SELECTED TEXT
This is my first project and I took great care in designing a good solution that met all the requirements. The deadline was set very, very tight (less than a week to develop the entire frontend application) and I coded well into the night. This was ok for me, I didn't mind doing so if I knew that 1) I made the system flexible enough to adapt to new change and 2) this is the first project I'm developing on my own and I wanted to make a good impression.

What really got me was the lack of communication forcing me to throw out large sections of my code. This needless rework left me without a night's sleep, which is admissable if it didn't happen again. What DID happen was that, on the day the backend people wanted to see some results on the frontend they HAD CHANGED THE SPECS WITHOUT TELLING ME. And then grew annoyed when I grew annoyed at the change!

So not only did I have to rework my code because of a miscommunication, I had to rework my code because changes happened that I wans't even informed of! People acting as if it's my fault for missing something like that just tipped me over the edge. I blew up, decided to call it quits and take a walk.

RECORD EXTRACTS
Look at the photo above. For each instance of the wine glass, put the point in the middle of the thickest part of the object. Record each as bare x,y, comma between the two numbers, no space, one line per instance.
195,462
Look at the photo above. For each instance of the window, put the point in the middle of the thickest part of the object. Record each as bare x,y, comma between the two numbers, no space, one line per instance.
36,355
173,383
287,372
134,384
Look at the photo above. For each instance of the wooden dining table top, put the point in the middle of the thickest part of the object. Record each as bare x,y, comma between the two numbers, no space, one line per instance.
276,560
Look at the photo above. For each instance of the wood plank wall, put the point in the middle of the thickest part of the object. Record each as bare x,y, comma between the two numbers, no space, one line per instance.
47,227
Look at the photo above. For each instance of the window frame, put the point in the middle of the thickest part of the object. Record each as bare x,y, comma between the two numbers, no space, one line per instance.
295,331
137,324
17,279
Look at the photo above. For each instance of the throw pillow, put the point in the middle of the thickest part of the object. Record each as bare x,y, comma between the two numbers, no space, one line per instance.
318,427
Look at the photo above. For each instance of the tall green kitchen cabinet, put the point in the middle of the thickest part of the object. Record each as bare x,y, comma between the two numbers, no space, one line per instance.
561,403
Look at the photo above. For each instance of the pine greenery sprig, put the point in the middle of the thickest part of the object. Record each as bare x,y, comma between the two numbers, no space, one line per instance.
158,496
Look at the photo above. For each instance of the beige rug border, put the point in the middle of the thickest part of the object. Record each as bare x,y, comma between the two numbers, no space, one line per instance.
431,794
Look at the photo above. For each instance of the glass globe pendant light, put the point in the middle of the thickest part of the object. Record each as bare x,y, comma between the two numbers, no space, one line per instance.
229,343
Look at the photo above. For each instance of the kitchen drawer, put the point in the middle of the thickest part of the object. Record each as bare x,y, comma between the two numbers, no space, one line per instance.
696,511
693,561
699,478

TASK GOAL
Reproduce the passage about the frontend project word for word, starting at "This is my first" and ending at "at the change!".

OUTPUT OF THE EXERCISE
This is my first project and I took great care in designing a good solution that met all the requirements. The deadline was set very, very tight (less than a week to develop the entire frontend application) and I coded well into the night. This was ok for me, I didn't mind doing so if I knew that 1) I made the system flexible enough to adapt to new change and 2) this is the first project I'm developing on my own and I wanted to make a good impression.

What really got me was the lack of communication forcing me to throw out large sections of my code. This needless rework left me without a night's sleep, which is admissable if it didn't happen again. What DID happen was that, on the day the backend people wanted to see some results on the frontend they HAD CHANGED THE SPECS WITHOUT TELLING ME. And then grew annoyed when I grew annoyed at the change!